# ACTION ITEM
Without changing a single word, set down all of the records.

━━━━━ AVAILABLE DATA ━━━━━

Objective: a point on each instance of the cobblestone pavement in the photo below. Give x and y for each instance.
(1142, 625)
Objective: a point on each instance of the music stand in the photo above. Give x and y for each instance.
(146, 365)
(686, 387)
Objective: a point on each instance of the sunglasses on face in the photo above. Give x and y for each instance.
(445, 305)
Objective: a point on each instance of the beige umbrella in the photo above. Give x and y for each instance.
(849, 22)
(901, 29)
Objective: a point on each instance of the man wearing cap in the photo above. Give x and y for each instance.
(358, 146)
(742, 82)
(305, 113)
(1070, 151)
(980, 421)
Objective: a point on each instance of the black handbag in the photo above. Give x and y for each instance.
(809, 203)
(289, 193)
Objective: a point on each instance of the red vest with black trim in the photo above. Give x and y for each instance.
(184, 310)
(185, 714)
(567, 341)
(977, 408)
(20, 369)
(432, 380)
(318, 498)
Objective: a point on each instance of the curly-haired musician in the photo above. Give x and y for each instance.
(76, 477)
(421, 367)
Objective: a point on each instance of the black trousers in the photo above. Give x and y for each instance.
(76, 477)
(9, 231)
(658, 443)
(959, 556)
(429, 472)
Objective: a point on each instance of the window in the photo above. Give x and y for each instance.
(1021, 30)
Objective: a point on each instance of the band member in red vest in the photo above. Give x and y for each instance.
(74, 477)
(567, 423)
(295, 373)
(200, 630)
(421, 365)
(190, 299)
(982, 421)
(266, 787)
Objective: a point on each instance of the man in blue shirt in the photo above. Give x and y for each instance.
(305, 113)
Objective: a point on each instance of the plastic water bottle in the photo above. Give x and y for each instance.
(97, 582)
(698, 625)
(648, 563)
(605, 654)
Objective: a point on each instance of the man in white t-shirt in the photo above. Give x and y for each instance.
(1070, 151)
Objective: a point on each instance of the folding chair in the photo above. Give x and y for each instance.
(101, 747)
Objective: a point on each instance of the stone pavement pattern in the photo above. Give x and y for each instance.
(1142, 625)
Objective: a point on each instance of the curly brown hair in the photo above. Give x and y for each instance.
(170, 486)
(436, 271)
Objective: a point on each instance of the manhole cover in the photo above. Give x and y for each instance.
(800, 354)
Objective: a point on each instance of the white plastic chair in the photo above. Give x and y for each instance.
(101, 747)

━━━━━

# TASK SOLUTION
Objective: a point on each instance of the cobblestone pavement in the photo below. Give x and y for each instance.
(1142, 625)
Objective: a point on each instance of the music stand in the photo above. Give x and y for each instance.
(146, 365)
(686, 387)
Objective: a point on each instance of the sunglasses on face in the photo above. Give x and y for each instance.
(445, 305)
Objective: a point on each instance of the beige umbrella in the photo above. Give x and y for each instance.
(849, 22)
(901, 29)
Objective: a point on each instance of the man wearing cap in the photo above. Give x and y for each instance.
(358, 146)
(742, 82)
(305, 113)
(1070, 151)
(980, 421)
Objective: a point on each instance of the black handbag in the photo above. Give x and y for each instance.
(809, 203)
(289, 193)
Objective: a point on each instance of the red vest with black trim in the photo above. Give x and y for each instance.
(184, 310)
(185, 714)
(567, 341)
(977, 408)
(20, 369)
(432, 380)
(318, 498)
Objective: a point on each instance of the curly-haired musician in the photo above. Give x and y for each instance.
(76, 477)
(421, 367)
Objective: a point on each instance of the black trousers in the photo above. Give x and y for each instance.
(76, 477)
(9, 231)
(658, 443)
(959, 556)
(429, 472)
Objective: a point on each instance of the window in the photo above. Give x and y for each instance.
(1021, 30)
Objective: a point on each instance of the band member in red vest in the photo above. Give x and y for each instance.
(74, 477)
(567, 423)
(295, 373)
(200, 630)
(421, 365)
(190, 299)
(982, 421)
(266, 787)
Objective: a point on each instance of the man in blue shirt in the photo above. Give x and y for each instance.
(305, 113)
Objective: a point on each instance of the plastic water bottle in the photo above. Give x and y for each instance.
(97, 582)
(698, 625)
(648, 563)
(605, 654)
Objective: a point on each instance of the man in white t-shirt in the photo above. Give x and y for each instance.
(1070, 151)
Objective: a point on each instance of the folding chair in the photo above. Give x and y for each instance.
(101, 747)
Objective: a point on each instance of the stone pavement pattern in the photo above. Give x and y for each instance.
(1142, 625)
Objective: a point on each instance of the curly brown hair in the photo above. Give x and y for each instance.
(170, 486)
(436, 271)
Objective: a point on each instance of the manhole cover in the photo above. Give x and y for each instance.
(800, 354)
Objective: a point on each instance of the white plastic chair in the photo above. Give x and y for each instance.
(101, 747)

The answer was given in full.